(Point labeling dataset excerpts)
>>>>>

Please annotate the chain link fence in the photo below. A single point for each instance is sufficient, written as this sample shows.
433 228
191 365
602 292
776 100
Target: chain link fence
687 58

<<<<<

§ **What you should do**: Edit the rows above so that each "chain link fence" reads "wire mesh fence", keeping everything else unchanged.

§ **Response**:
Please annotate the wire mesh fence in the photo below. A single point for each instance is sufficient, written as this sample shows.
433 228
191 365
602 292
776 100
Target: wire mesh fence
687 58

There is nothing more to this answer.